**What the task asks**
What follows is a set of records; repeat all of them exactly.

□ □ □ □ □ □ □

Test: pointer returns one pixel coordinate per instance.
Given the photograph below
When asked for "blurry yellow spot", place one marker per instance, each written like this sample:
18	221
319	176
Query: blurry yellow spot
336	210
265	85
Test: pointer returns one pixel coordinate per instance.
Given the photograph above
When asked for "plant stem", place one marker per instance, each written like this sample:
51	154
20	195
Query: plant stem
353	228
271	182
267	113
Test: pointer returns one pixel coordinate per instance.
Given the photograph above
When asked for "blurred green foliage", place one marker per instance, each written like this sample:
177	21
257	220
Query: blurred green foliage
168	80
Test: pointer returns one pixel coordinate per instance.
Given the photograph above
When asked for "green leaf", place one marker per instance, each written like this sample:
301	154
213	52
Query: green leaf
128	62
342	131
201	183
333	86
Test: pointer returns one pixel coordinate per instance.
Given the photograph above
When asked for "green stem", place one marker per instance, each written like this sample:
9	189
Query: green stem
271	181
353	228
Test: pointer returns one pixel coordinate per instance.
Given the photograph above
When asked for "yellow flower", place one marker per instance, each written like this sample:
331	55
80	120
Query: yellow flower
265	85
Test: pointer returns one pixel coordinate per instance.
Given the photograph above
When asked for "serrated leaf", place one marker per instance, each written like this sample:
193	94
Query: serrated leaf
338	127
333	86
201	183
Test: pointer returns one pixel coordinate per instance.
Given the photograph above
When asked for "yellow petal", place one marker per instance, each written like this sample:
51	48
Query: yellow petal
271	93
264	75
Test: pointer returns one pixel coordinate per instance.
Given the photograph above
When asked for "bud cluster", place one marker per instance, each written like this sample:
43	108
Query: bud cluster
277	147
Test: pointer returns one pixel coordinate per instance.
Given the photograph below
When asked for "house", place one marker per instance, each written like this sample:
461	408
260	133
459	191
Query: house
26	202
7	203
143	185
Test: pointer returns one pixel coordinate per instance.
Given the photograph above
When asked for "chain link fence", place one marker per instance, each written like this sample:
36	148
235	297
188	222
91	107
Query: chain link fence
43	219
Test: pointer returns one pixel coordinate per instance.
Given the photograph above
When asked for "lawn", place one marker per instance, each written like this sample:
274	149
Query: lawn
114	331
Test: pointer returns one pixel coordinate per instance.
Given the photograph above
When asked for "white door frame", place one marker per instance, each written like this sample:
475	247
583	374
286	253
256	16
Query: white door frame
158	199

□ □ □ □ □ □ □

**Written response**
Test: pointer returns one pixel coordinate per instance.
Given the photograph below
When asked for "blurry yellow spot", place one marker per instance, each written like this sample:
18	221
319	176
Query: blurry yellow spot
336	210
265	85
Test: pointer returns one pixel coordinate per instance.
Given the photograph above
When asked for "plant stem", place one marker per instance, each written like this sample:
51	154
20	195
Query: plant stem
353	228
271	182
267	113
Test: pointer returns one pixel coordinate per instance.
Given the photograph above
When asked for "blurred green foliage", place one marker per instance, each written like this sample:
177	21
257	220
Query: blurred green foliage
168	80
Test: pointer returns one pixel coordinate per instance.
Given the photograph above
When asked for "green leaf", place one marker per instance, each written like this sample:
301	154
213	52
Query: green leaf
128	62
342	131
201	183
333	86
Test: pointer returns one pixel coordinate per instance.
Given the photograph above
When asked for "green stem", place one marker per instance, each written like this sample:
9	189
Query: green stem
271	181
353	228
Test: pointer returns one pixel coordinate per instance.
Given the photograph above
When asked for "yellow flower", place one marker per instance, each written like this sample:
331	55
80	120
Query: yellow flower
265	85
Test: pointer returns one pixel coordinate per instance.
Given the photograph above
When asked for "serrated leaf", place one marker per instance, each written like this sample:
193	94
Query: serrated leaf
338	127
333	86
201	183
Test: pointer returns one pixel coordinate per instance.
Given the photograph above
When asked for "yellow petal", place one marker per instance, each written like this sample:
51	48
Query: yellow petal
271	93
264	75
Test: pointer returns one pixel coordinate per instance.
Given the photograph above
When asked for "bud cluster", place one marker per instance, each written like this sample:
43	108
Query: bud cluster
277	147
Test: pointer returns one pixel coordinate per instance.
Given the photograph below
When asked for "house", place one marker per instance, each written like this sample:
461	408
260	133
459	191
Query: house
26	202
7	203
143	185
Test: pointer returns one pixel coordinate per instance.
Given the photograph above
When asked for "chain link fence", place one marker per instance, each written like this sample:
36	148
235	297
188	222
91	107
Query: chain link fence
43	219
Test: pointer returns one pixel coordinate per instance.
Given the photograph above
When asked for "lawn", place one marker per instance, each written like this sample:
274	149
Query: lawn
114	331
Test: pointer returns one pixel coordinate per instance.
Given the photograph above
When asked for "white door frame", place one marker per instance, each written like this sample:
475	247
583	374
286	253
256	16
Query: white door frame
158	199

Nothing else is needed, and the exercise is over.